• Task to complete
All lines from the one with "the long stick." to the end need to be copied exactly, with nothing before them.

-------------------------

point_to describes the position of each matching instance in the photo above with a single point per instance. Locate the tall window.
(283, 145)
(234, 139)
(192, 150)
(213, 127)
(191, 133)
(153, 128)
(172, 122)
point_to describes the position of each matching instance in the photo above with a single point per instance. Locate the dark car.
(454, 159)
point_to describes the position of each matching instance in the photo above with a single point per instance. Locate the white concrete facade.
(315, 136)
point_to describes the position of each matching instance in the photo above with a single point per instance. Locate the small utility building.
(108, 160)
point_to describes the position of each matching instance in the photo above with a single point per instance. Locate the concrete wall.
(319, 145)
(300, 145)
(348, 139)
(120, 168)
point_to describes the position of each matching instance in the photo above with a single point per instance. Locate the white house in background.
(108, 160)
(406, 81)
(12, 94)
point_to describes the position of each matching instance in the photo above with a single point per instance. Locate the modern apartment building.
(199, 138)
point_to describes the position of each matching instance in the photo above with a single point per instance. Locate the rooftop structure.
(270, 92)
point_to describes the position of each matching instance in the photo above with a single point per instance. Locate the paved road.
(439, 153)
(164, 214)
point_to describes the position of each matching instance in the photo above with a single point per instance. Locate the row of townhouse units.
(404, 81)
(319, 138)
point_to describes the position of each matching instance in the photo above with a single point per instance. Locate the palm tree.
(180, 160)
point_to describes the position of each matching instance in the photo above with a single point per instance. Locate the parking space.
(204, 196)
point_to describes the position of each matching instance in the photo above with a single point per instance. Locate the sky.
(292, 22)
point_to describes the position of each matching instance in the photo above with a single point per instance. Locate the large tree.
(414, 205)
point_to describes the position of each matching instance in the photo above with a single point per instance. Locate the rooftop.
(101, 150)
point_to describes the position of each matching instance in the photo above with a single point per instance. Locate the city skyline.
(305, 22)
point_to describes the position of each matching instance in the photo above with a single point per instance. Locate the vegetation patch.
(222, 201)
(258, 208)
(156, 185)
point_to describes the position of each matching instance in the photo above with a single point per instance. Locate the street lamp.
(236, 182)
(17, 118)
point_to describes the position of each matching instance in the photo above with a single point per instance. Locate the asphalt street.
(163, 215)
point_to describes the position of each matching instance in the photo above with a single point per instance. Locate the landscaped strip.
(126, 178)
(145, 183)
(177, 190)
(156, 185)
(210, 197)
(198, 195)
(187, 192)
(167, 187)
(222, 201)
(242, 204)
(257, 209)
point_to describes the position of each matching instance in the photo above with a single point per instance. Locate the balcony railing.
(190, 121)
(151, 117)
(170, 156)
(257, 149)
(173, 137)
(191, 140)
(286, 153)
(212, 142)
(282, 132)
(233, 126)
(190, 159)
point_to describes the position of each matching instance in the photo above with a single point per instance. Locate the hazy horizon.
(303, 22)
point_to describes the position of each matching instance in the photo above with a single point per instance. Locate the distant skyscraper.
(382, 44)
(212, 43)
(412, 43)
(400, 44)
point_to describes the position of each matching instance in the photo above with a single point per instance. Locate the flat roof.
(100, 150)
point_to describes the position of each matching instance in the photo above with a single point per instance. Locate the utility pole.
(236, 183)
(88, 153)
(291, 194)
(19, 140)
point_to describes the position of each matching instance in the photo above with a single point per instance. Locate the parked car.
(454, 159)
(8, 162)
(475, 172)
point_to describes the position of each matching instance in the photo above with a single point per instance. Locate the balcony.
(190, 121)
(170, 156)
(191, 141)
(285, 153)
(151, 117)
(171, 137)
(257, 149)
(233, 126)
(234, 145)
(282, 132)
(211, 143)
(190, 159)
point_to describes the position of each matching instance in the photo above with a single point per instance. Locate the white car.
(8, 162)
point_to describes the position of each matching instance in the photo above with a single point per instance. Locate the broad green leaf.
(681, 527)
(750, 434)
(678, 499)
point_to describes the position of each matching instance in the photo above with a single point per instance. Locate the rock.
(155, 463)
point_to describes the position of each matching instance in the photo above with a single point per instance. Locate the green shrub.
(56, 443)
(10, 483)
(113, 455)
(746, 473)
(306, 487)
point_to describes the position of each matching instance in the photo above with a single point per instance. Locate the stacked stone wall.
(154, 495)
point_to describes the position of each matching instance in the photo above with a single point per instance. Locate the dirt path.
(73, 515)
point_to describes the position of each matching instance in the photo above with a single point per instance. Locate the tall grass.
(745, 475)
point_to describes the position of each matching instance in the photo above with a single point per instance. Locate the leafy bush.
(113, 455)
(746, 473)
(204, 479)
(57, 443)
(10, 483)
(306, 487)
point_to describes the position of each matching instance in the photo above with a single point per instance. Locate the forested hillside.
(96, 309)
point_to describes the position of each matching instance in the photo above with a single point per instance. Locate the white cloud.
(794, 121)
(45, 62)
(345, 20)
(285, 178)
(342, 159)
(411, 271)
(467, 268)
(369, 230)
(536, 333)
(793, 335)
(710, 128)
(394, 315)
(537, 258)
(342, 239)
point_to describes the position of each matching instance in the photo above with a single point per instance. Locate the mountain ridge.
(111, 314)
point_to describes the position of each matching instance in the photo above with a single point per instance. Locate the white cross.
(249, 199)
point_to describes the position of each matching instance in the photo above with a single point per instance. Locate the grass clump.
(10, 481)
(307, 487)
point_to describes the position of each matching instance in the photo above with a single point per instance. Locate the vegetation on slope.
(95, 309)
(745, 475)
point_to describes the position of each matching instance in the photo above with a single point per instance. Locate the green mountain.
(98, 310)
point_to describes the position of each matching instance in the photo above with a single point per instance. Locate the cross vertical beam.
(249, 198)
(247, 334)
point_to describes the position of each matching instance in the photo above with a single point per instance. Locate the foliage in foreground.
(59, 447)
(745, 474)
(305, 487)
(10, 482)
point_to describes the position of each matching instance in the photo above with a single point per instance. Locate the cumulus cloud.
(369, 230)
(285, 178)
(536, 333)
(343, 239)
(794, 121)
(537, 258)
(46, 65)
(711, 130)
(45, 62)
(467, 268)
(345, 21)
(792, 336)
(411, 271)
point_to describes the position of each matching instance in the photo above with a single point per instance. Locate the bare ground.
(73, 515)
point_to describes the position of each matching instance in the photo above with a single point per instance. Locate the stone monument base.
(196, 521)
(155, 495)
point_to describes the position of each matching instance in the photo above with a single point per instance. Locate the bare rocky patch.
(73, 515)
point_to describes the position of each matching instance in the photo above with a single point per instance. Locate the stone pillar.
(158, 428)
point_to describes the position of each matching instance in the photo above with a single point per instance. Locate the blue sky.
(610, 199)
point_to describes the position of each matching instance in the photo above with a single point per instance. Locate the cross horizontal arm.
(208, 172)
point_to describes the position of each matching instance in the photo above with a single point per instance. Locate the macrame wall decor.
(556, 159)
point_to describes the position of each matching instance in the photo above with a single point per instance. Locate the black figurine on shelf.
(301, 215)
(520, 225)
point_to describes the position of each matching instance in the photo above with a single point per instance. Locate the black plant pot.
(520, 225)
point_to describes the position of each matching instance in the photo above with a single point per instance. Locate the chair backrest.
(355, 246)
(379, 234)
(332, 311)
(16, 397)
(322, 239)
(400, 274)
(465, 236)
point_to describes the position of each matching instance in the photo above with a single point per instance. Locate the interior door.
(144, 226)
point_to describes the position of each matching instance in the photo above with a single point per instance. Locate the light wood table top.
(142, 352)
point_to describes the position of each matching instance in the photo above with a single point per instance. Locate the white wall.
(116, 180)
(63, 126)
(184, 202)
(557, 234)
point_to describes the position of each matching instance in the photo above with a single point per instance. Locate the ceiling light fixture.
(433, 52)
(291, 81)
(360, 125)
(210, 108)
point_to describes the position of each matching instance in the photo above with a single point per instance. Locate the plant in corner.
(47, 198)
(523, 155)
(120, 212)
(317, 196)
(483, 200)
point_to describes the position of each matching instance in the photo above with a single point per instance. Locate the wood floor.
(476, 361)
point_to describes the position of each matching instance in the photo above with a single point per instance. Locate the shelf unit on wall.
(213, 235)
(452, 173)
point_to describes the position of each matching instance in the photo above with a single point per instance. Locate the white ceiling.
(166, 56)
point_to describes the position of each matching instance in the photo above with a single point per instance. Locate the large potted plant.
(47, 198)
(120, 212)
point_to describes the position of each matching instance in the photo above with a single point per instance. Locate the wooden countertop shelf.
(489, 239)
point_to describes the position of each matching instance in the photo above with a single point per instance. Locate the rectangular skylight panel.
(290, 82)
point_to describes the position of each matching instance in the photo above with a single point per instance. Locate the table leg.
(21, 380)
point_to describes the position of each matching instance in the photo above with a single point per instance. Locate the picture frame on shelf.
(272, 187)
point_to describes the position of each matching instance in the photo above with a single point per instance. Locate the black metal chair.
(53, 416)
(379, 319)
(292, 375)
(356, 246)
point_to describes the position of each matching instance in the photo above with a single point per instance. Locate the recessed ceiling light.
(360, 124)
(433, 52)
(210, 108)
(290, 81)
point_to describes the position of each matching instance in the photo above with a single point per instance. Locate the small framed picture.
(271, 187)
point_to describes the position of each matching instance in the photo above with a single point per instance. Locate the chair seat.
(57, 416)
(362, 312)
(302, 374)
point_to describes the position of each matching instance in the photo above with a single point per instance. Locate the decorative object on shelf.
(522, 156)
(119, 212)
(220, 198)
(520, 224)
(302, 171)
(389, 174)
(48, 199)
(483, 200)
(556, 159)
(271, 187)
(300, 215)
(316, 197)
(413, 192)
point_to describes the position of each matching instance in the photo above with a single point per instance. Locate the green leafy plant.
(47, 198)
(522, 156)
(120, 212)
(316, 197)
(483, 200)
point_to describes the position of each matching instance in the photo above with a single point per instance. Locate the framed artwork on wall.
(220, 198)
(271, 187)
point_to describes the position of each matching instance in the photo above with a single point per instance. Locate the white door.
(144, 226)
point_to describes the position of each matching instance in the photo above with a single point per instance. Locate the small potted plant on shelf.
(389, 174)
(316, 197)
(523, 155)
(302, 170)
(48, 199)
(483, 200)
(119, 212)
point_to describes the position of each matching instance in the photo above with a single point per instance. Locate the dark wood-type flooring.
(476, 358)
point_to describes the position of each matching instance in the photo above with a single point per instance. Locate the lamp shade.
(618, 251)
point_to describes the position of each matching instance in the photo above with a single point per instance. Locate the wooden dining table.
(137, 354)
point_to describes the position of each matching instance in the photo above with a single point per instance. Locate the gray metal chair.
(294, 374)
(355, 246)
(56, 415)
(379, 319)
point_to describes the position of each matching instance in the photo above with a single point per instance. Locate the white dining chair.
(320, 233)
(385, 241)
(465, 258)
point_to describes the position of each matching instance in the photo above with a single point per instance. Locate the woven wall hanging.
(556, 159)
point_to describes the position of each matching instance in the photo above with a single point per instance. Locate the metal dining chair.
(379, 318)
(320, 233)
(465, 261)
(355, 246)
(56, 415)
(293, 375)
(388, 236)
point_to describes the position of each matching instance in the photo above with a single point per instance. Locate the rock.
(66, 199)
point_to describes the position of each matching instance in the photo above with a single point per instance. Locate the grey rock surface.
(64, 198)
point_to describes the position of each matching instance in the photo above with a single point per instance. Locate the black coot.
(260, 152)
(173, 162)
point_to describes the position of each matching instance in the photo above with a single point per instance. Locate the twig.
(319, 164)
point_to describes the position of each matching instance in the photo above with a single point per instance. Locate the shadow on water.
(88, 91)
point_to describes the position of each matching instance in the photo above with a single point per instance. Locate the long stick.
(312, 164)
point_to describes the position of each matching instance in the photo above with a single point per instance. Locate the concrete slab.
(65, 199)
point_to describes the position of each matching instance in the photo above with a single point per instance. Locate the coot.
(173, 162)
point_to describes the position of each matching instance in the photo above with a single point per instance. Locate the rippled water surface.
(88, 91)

-------------------------

• Task output
point_to describes the position of each matching instance in the photo above with a single point per instance. Locate the long stick.
(312, 164)
point_to describes the position of each matching instance in the photo above with a single point per instance. Locate the concrete slab.
(65, 199)
point_to describes the position of each matching instance in the photo above with a single point per instance. Locate the coot.
(173, 162)
point_to describes the position of each matching instance in the photo above with a single point per instance. Locate the rippled water surface.
(88, 91)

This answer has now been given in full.